**Document section:**
* begin *

Stumbled upon: Design for Innovation (Management) Success

James Todhunter collects critical success factors of corporate innovation management, i.e. the things that make a difference, Peter-Anthony Glick added another one in the comments:

– Executive Leadership
– Skill Development
– Innovation Infrastructure
– Network for Innovation Mentoring & Facilitation
– Internal Promotion
– Recognition & Reward for innovation

Nice list but let me add another perspective on corporate innovation management: An apt innovation infrastructure – organizational structures (like processes), competencies and strategies too – needs to be designed. So when frog design strategy director Ravi Chatpar outlines the benefits of an iterative design process, in which design and business strategy impact one another directly, we should listen too. Innovation management can profit from including “designers” early on in the strategic planning process, i.e. have them iterate through various prototypes as a way of refining strategic thinking:

[…] designers should be brought into the innovation process at the very earliest stages. Too many companies still make the mistake of keeping business strategy and design activities separate. From concept through development, designers should function in parallel with corporate decision makers.

See his short article in Harvard Business Review in September 2007 (“Innovate Faster by Melding Design and Strategy”).

* end *

**Direction 1:**
Answer these questions from the post on design and innovation management:
(a) Who added a success factor in the comments?
(b) What position does Ravi Chatpar hold?
(c) In which publication, and in what month and year, did his short article appear?
**Direction 2:** List every critical success factor of corporate innovation management in the dashed list of the post on design and innovation management.
**Direction 3:** Write the next paragraph of the post on design and innovation management, picking up after its last sentence.

**Provided material:**
* begin *

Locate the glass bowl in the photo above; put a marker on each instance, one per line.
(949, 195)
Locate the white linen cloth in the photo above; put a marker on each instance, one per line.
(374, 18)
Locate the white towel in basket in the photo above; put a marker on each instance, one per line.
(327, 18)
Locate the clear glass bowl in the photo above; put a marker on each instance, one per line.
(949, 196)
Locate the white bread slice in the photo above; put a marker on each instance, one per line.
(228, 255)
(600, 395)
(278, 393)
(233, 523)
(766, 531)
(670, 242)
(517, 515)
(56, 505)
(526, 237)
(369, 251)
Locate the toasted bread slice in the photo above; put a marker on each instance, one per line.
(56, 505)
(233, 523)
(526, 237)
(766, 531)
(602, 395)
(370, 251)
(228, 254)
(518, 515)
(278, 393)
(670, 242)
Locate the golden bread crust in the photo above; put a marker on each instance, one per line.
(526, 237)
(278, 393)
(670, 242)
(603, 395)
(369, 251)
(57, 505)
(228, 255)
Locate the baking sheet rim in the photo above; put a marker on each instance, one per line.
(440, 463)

* end *

**Written answer 1:**
(a) Peter-Anthony Glick
(b) Strategy director at frog design
(c) Harvard Business Review, September 2007

**Written answer 2:**
- Executive Leadership
- Skill Development
- Innovation Infrastructure
- Network for Innovation Mentoring & Facilitation
- Internal Promotion
- Recognition & Reward for innovation

**Written answer 3:**
In this theme I also liked Irving Wladawsky-Berger’s take on the possible contributions design can bring to innovation (“Creativity, Innovation and Design”), explained via the example of a newly formed design-business-think-tank:

[…] bring together the disciplines of design, engineering, technology and business to address jointly the challenges of innovation in an increasingly global, competitive economy. Design-London aims to “create an innovation triangle between design (represented by the Royal College of Art), engineering and technology (represented by the Imperial College Faculty of Engineering), and business and management (represented by Imperial’s Tanaka Business School).”Two sides of this triangle are familiar territory. […] The third leg of this triangle is very intriguing – namely the inclusion of Design and the Royal College of Arts as a full partner in Design-London. What are creative disciplines – and a college of arts, for heaven’s sake – doing side-by-side with the hard, analytical disciplines that are charged with pushing the economy into the future – engineering and management, technology and business? You are mixing the people who run companies and build things with the creative types?

But the more I thought about it, the more I started appreciating the sheer brilliance of this move. After all, we are talking about innovation.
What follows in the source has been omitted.